── Input records

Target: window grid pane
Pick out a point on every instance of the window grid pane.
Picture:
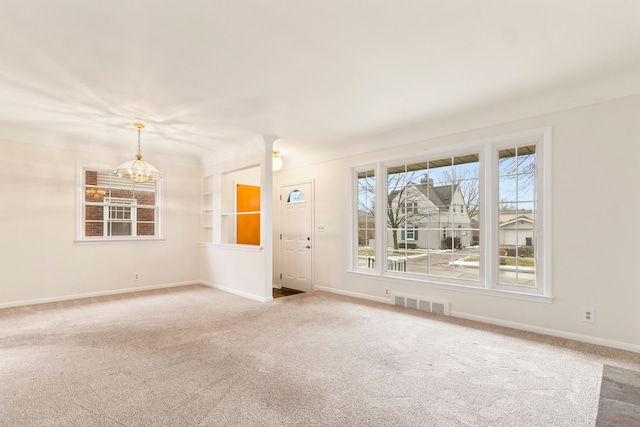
(366, 238)
(115, 207)
(517, 216)
(432, 217)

────

→ **Goal**:
Repeat the data exactly, dropping every picture it holds.

→ **Answer to the problem**:
Target: window grid pane
Pick out a point on every instance of the window grid pane.
Picture:
(366, 238)
(115, 207)
(517, 216)
(432, 217)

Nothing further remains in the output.